> **REQUIREMENT**
Present all of the entries below as a Markdown table with two columns, Row and Line, giving each line its own numbered row and leaving out any blank lines.

> **EXTRACTED INFORMATION**
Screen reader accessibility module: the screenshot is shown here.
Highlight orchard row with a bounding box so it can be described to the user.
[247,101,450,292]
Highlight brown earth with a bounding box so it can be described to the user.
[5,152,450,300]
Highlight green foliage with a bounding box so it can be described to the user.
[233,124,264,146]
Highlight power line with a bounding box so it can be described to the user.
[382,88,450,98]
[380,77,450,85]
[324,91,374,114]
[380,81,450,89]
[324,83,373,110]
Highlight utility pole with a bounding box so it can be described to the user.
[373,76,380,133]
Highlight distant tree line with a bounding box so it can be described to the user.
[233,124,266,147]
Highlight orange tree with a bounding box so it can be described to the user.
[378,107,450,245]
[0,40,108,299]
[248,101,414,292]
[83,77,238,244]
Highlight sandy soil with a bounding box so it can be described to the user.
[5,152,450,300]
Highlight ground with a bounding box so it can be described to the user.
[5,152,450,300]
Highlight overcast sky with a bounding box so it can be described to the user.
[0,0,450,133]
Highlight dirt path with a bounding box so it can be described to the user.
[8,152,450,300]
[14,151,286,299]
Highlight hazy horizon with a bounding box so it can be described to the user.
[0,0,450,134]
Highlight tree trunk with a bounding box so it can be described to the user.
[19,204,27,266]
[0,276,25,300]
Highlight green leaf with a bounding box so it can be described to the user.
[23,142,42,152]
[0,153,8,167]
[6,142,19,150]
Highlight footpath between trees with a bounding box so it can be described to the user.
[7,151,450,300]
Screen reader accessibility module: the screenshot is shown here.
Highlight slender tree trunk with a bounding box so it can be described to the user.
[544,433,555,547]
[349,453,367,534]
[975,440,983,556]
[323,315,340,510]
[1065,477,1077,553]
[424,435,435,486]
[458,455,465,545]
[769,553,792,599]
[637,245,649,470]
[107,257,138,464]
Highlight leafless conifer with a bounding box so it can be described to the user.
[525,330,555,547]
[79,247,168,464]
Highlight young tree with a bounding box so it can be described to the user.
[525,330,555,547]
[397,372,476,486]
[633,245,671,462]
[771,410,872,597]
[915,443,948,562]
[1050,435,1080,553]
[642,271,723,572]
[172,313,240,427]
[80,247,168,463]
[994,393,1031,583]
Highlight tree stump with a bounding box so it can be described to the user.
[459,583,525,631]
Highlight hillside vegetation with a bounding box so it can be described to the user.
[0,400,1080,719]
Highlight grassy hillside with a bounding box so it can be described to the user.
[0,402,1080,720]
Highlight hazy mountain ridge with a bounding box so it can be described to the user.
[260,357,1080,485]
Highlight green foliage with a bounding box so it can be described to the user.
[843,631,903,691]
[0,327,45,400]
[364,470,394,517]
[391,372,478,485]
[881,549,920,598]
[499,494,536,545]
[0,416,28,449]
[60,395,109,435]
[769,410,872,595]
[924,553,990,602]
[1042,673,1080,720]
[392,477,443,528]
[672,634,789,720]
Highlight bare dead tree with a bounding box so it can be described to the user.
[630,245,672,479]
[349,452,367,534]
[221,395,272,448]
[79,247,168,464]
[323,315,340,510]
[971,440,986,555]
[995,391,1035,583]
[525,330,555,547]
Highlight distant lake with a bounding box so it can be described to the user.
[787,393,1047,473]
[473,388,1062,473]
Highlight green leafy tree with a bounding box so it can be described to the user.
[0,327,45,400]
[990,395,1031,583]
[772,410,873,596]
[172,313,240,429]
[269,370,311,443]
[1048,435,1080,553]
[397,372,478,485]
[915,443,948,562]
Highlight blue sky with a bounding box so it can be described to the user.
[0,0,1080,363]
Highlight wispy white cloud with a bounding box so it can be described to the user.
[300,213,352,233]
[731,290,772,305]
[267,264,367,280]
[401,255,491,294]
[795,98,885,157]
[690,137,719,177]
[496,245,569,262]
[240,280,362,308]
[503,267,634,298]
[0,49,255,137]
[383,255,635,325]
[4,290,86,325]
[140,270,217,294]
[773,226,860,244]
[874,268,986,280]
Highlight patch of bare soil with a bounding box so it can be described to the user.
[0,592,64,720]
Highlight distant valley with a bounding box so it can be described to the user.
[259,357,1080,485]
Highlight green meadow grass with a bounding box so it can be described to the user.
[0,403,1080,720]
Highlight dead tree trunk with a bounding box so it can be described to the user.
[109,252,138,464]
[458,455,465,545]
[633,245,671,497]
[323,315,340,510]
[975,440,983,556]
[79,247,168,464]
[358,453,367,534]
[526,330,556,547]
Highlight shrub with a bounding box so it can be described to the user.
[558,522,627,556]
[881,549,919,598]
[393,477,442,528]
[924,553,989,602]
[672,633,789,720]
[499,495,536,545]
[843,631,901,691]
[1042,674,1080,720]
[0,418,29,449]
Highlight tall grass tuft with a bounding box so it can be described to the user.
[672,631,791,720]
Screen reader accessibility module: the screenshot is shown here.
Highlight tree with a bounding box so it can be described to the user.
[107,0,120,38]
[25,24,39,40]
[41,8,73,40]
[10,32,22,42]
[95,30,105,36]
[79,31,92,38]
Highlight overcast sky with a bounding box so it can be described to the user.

> **RESULT**
| Row | Line |
|---|---|
| 1 | Screen reader accessibility module: the screenshot is shown here. |
| 2 | Highlight orchard row with a bounding box so it can be described to the user. |
| 3 | [247,101,450,292] |
| 4 | Highlight brown earth with a bounding box so it can be described to the user. |
| 5 | [5,152,450,300] |
| 6 | Highlight green foliage with a bounding box so it can be described to the user. |
| 7 | [233,124,264,146] |
| 8 | Highlight power line with a bounding box so it can be described to the user. |
| 9 | [382,88,450,98] |
| 10 | [380,77,450,85] |
| 11 | [324,91,374,114] |
| 12 | [380,81,450,89] |
| 13 | [324,83,373,110] |
| 14 | Highlight utility pole with a bounding box so it can be described to the user. |
| 15 | [373,76,380,133] |
| 16 | Highlight distant tree line with a bounding box so it can be described to the user. |
| 17 | [233,124,266,147] |
| 18 | Highlight orange tree with a bounding box so it can be described to the user. |
| 19 | [378,107,450,245] |
| 20 | [0,40,108,299] |
| 21 | [248,101,414,292] |
| 22 | [83,77,238,244] |
| 23 | Highlight sandy soil with a bounding box so it can be described to the user. |
| 24 | [5,152,450,300] |
| 25 | Highlight ground with a bounding box so it can be described to the user. |
| 26 | [5,152,450,300] |
| 27 | Highlight overcast sky with a bounding box so it can be described to the user. |
| 28 | [0,0,450,133] |
| 29 | Highlight dirt path with a bounding box so it can be described to the user. |
| 30 | [8,152,450,300] |
| 31 | [14,151,286,299] |
| 32 | Highlight hazy horizon with a bounding box so it can be described to the user. |
| 33 | [0,0,450,134] |
| 34 | Highlight tree trunk with a bounding box so it can be described to the user. |
| 35 | [19,204,27,266] |
| 36 | [0,276,25,300] |
| 37 | Highlight green leaf with a bounding box so it can be described to the user. |
| 38 | [23,142,42,152] |
| 39 | [0,153,8,167] |
| 40 | [6,142,19,150] |
| 41 | Highlight footpath between trees with a bounding box so it can be described to the user. |
| 42 | [7,151,450,300] |
| 43 | Screen reader accessibility module: the screenshot is shown here. |
| 44 | Highlight slender tree trunk with a bounding box so it can be described to the user. |
| 45 | [544,433,555,547] |
| 46 | [349,453,367,534] |
| 47 | [975,440,983,556] |
| 48 | [323,315,340,510] |
| 49 | [1065,477,1077,553] |
| 50 | [424,435,435,486] |
| 51 | [458,455,465,545] |
| 52 | [769,553,792,599] |
| 53 | [637,245,649,470] |
| 54 | [107,257,138,464] |
| 55 | Highlight leafless conifer with a bounding box so it can be described to the user. |
| 56 | [525,330,555,547] |
| 57 | [79,247,168,464] |
| 58 | Highlight young tree with a bounding box so it can be described to the user. |
| 59 | [525,330,555,547] |
| 60 | [397,372,476,486] |
| 61 | [633,245,671,462] |
| 62 | [771,410,872,597] |
| 63 | [915,443,948,562] |
| 64 | [1050,435,1080,553] |
| 65 | [642,271,723,572] |
| 66 | [172,313,240,427] |
| 67 | [80,247,168,463] |
| 68 | [994,393,1031,583] |
| 69 | Highlight tree stump with a bounding box so it can be described to the user. |
| 70 | [459,583,525,631] |
| 71 | Highlight hillside vegetation with a bounding box so it can be described to the user. |
| 72 | [0,400,1080,719] |
| 73 | Highlight grassy hillside with a bounding box so it can be described to the user. |
| 74 | [0,402,1080,720] |
| 75 | Highlight hazy mountain ridge with a bounding box so it can be described to the user. |
| 76 | [260,357,1080,485] |
| 77 | Highlight green foliage with a bounding box so it can be described to the user. |
| 78 | [843,631,903,691] |
| 79 | [0,327,45,400] |
| 80 | [364,470,394,517] |
| 81 | [391,372,478,485] |
| 82 | [881,549,920,598] |
| 83 | [499,494,536,545] |
| 84 | [0,416,28,449] |
| 85 | [60,395,109,435] |
| 86 | [769,410,872,595] |
| 87 | [924,553,990,602] |
| 88 | [1042,673,1080,720] |
| 89 | [392,477,443,528] |
| 90 | [672,634,789,720] |
| 91 | Highlight bare dead tree with a bounding box so it can be described to the user. |
| 92 | [630,245,672,479] |
| 93 | [349,452,367,534] |
| 94 | [221,395,272,448] |
| 95 | [79,247,168,464] |
| 96 | [323,315,340,510] |
| 97 | [971,440,986,555] |
| 98 | [995,391,1035,583] |
| 99 | [525,330,555,547] |
| 100 | Highlight distant lake with a bounding box so it can be described to the user. |
| 101 | [787,393,1047,473] |
| 102 | [473,388,1062,473] |
| 103 | Highlight green leafy tree with a bounding box so it can be described to the user. |
| 104 | [0,327,45,400] |
| 105 | [990,395,1031,583] |
| 106 | [772,410,873,596] |
| 107 | [172,313,240,429] |
| 108 | [269,370,311,443] |
| 109 | [1048,435,1080,553] |
| 110 | [397,372,478,485] |
| 111 | [915,443,948,562] |
| 112 | Highlight blue sky with a bounding box so it can be described to the user. |
| 113 | [0,0,1080,363] |
| 114 | Highlight wispy white cloud with a bounding box so it can be described to the user. |
| 115 | [300,213,352,233] |
| 116 | [731,290,772,305] |
| 117 | [267,264,367,280] |
| 118 | [401,255,491,294] |
| 119 | [795,98,885,157] |
| 120 | [690,137,719,177] |
| 121 | [496,245,569,262] |
| 122 | [240,280,362,308] |
| 123 | [503,267,634,298] |
| 124 | [0,49,255,137] |
| 125 | [383,255,635,325] |
| 126 | [4,290,86,325] |
| 127 | [140,270,217,294] |
| 128 | [773,226,860,244] |
| 129 | [874,268,986,280] |
| 130 | Highlight patch of bare soil with a bounding box so it can be described to the user. |
| 131 | [0,592,64,720] |
| 132 | Highlight distant valley with a bounding box so it can be described to the user. |
| 133 | [259,357,1080,485] |
| 134 | Highlight green meadow grass with a bounding box so it can be described to the user. |
| 135 | [0,403,1080,720] |
| 136 | Highlight dead tree trunk with a bounding box so it can be described to the user. |
| 137 | [109,252,138,464] |
| 138 | [458,455,465,545] |
| 139 | [633,245,671,497] |
| 140 | [323,315,340,510] |
| 141 | [975,440,983,556] |
| 142 | [79,247,168,464] |
| 143 | [358,453,367,534] |
| 144 | [526,330,556,547] |
| 145 | Highlight shrub with a bounding box so it can be described to the user. |
| 146 | [558,522,627,556] |
| 147 | [881,549,919,598] |
| 148 | [393,477,442,528] |
| 149 | [924,553,989,602] |
| 150 | [672,633,789,720] |
| 151 | [499,495,536,545] |
| 152 | [843,631,901,691] |
| 153 | [1042,674,1080,720] |
| 154 | [0,418,29,449] |
| 155 | Highlight tall grass tuft with a bounding box so it can be described to the user. |
| 156 | [672,631,791,720] |
| 157 | Screen reader accessibility module: the screenshot is shown here. |
| 158 | Highlight tree with a bounding box so it can be described to the user. |
| 159 | [107,0,120,38] |
| 160 | [25,24,39,40] |
| 161 | [41,8,73,40] |
| 162 | [10,32,22,42] |
| 163 | [95,30,105,36] |
| 164 | [79,31,92,38] |
| 165 | Highlight overcast sky with a bounding box so it can be described to the user. |